» Records for processing
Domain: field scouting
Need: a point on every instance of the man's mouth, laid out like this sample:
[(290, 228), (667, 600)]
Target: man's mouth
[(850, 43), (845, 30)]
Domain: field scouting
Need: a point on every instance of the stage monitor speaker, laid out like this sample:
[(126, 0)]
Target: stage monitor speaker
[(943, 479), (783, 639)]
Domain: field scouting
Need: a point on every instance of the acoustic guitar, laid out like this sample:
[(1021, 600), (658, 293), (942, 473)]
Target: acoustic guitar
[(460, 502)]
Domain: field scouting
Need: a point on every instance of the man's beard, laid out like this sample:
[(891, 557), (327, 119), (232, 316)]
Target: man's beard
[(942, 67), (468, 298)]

» Directions for this task
Reproduce all four items above word for word, changing nothing.

» Exercise response
Domain: field scouting
Need: a point on every instance of the man's mouth, laid out like this sample:
[(290, 228), (667, 600)]
Target: man's mouth
[(850, 43), (845, 30)]
Domain: field scouting
Need: a point on every instance of the stage monitor speaker, laid out like this sample:
[(126, 0)]
Target: stage monitor speaker
[(943, 479), (783, 639)]
Domain: field scouting
Need: a point on every instance of the acoustic guitar, laid out like this sample:
[(1021, 600), (658, 293), (942, 473)]
Target: acoustic guitar
[(460, 502)]
Domain: field scouting
Need: a point on every instance of the man's beard, laid out like this sample:
[(891, 557), (327, 119), (232, 316)]
Target: man's beard
[(942, 67), (468, 298)]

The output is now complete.